__EXERCISE DATA__.

++++

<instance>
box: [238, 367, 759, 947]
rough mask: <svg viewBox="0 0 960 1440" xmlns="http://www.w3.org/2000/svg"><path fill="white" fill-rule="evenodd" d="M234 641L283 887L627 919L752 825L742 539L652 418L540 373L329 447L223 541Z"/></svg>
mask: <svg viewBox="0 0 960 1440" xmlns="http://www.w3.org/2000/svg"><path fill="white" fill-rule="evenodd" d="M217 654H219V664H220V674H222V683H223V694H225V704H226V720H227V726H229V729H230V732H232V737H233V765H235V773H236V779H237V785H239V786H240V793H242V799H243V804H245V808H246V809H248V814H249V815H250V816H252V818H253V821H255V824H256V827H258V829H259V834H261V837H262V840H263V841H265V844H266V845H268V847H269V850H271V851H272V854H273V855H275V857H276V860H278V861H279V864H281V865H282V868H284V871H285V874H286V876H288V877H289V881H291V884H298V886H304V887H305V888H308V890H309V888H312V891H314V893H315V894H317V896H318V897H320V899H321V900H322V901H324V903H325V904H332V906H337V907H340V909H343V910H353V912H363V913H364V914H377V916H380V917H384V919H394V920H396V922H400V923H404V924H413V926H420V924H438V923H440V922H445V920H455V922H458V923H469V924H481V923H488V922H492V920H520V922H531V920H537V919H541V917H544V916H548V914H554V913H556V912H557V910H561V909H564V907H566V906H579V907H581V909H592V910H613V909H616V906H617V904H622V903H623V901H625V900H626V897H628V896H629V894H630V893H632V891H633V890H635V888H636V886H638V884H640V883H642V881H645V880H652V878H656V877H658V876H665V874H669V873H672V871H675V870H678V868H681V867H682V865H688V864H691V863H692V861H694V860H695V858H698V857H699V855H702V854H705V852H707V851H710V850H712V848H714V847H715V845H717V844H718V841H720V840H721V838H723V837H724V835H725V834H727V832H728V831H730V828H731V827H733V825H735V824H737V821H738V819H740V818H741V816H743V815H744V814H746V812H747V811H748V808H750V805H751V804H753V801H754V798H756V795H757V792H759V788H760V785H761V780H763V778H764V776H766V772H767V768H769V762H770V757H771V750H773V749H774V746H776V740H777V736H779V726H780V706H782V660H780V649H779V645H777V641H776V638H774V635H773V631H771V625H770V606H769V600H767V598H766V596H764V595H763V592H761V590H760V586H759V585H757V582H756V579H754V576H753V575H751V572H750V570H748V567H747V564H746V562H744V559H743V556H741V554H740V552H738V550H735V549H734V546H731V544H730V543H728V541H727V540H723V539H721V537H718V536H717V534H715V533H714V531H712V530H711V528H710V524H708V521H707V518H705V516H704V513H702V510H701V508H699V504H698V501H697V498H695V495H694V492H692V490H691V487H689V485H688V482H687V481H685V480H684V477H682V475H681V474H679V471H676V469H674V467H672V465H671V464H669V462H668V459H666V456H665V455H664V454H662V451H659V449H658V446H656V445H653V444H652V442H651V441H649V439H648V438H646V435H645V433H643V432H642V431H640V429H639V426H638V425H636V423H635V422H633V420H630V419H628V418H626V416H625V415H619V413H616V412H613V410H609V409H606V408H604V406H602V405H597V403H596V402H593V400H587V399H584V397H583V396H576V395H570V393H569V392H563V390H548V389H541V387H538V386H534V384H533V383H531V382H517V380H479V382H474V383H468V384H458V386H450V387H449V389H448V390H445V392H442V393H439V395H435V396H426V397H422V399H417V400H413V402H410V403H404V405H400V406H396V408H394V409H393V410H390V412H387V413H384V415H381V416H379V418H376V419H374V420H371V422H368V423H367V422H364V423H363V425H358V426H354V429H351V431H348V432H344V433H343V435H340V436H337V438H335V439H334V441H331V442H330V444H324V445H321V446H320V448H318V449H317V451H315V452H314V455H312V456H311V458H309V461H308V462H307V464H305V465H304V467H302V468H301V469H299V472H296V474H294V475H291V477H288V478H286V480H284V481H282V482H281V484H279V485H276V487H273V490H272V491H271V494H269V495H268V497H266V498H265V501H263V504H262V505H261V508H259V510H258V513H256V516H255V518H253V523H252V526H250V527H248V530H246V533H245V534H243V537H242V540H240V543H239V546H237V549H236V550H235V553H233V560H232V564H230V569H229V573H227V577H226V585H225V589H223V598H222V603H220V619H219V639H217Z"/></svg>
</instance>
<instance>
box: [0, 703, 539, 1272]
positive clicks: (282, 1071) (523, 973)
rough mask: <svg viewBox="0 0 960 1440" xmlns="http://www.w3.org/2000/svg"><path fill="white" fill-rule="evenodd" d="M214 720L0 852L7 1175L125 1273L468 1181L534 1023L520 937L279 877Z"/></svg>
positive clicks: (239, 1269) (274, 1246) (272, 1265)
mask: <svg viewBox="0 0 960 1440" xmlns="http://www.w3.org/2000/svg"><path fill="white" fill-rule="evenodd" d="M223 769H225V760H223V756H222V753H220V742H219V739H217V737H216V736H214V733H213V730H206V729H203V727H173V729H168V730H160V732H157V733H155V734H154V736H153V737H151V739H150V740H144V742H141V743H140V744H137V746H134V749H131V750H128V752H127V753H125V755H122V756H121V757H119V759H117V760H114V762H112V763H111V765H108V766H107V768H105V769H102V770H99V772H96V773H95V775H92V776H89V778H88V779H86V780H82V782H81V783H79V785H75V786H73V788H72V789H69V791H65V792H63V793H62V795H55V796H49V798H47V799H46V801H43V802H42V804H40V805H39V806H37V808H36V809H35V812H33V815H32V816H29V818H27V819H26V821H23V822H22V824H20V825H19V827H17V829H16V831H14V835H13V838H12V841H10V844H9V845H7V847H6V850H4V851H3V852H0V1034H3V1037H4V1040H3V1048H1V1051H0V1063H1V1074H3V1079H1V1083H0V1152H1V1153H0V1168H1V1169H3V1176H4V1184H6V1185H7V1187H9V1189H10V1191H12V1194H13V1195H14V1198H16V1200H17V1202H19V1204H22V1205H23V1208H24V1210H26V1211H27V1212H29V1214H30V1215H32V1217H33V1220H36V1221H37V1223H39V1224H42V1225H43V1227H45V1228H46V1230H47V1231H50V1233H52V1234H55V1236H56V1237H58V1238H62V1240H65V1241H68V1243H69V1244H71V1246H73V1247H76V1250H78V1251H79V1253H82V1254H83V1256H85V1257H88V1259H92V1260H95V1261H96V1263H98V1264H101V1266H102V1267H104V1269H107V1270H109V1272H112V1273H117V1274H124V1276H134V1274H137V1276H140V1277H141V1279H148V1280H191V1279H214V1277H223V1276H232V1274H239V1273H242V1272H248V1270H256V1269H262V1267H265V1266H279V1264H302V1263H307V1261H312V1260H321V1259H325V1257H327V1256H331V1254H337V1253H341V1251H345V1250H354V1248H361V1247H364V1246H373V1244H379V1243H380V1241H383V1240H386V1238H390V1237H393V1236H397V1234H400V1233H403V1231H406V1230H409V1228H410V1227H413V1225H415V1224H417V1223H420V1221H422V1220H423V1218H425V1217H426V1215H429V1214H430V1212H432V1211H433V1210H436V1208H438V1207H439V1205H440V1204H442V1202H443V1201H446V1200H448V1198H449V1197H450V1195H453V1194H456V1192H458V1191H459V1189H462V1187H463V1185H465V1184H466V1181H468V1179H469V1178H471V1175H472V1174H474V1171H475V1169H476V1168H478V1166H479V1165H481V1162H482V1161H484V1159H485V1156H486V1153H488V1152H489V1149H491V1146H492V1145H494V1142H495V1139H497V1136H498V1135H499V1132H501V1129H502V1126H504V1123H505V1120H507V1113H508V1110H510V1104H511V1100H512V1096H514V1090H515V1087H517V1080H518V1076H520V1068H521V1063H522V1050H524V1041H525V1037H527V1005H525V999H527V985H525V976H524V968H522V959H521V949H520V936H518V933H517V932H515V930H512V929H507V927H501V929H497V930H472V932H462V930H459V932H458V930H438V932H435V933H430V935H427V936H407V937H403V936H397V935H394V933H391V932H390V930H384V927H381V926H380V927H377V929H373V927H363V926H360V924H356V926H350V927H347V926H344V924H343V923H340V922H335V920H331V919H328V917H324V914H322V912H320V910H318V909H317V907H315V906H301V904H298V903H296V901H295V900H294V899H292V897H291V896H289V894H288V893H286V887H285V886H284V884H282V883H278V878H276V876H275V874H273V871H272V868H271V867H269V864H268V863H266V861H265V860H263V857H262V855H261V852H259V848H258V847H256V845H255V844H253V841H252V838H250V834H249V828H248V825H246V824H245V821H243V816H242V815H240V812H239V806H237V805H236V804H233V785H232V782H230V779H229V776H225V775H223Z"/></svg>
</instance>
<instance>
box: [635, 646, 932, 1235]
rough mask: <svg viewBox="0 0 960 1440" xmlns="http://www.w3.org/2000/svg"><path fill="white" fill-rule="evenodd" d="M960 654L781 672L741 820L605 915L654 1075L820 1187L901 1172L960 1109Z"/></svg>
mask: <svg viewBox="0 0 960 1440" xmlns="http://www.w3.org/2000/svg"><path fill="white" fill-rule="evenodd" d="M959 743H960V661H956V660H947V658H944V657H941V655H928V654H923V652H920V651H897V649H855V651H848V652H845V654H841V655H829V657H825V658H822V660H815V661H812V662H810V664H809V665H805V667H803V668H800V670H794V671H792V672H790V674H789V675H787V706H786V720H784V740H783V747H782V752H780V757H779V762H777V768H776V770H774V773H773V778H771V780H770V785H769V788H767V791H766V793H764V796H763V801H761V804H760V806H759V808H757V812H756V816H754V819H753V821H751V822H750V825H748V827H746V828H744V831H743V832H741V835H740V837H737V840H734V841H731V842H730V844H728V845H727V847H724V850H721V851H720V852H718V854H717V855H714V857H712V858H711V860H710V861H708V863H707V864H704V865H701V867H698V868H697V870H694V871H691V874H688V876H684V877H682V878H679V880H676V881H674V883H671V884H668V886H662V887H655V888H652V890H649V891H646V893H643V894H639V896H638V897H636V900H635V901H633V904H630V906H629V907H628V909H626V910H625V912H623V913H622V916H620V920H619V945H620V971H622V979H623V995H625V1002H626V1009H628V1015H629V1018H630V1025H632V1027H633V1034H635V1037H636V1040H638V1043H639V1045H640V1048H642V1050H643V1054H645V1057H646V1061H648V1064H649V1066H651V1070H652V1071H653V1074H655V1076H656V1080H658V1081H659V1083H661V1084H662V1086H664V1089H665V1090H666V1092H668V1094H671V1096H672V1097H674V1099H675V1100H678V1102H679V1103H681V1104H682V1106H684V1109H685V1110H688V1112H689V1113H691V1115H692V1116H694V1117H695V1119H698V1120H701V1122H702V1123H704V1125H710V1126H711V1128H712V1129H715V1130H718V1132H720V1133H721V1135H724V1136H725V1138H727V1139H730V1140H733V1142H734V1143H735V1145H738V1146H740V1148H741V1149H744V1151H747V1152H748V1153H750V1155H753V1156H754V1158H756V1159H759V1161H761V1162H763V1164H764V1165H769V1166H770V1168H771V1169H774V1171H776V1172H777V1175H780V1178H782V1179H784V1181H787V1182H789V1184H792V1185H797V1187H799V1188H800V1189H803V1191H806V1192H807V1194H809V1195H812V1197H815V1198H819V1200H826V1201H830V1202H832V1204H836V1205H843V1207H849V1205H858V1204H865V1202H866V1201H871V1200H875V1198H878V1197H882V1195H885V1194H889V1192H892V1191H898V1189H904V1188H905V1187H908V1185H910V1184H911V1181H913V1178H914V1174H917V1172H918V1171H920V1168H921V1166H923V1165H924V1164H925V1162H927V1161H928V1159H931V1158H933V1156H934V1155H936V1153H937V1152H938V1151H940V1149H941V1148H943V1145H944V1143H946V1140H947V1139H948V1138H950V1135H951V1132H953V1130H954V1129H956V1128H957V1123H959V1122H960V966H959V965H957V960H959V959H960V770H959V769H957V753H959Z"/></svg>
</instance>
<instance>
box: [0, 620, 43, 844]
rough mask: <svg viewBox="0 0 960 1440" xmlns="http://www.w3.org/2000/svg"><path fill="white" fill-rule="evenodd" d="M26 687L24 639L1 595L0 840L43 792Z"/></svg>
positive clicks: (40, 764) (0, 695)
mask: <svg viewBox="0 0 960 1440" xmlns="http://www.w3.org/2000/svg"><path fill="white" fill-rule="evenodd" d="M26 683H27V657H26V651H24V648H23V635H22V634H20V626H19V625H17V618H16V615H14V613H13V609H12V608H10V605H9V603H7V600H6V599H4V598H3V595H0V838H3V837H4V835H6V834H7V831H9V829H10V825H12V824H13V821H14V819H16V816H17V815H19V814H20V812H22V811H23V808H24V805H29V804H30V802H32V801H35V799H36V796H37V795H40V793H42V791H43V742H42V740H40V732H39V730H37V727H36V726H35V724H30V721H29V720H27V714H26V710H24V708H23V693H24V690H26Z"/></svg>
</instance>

++++

__TASK STATEMENT__. Rewrite everything from the start of the records down through the line containing "641L283 887L627 919L752", replacing "rough mask" with "coarse mask" and keeping all else unchanged. Give only those lines.

__SOLVED PROBLEM__.
<instance>
box: [238, 367, 759, 947]
coarse mask: <svg viewBox="0 0 960 1440" xmlns="http://www.w3.org/2000/svg"><path fill="white" fill-rule="evenodd" d="M234 641L283 887L627 919L752 825L742 539L652 418L540 373L329 447L223 541Z"/></svg>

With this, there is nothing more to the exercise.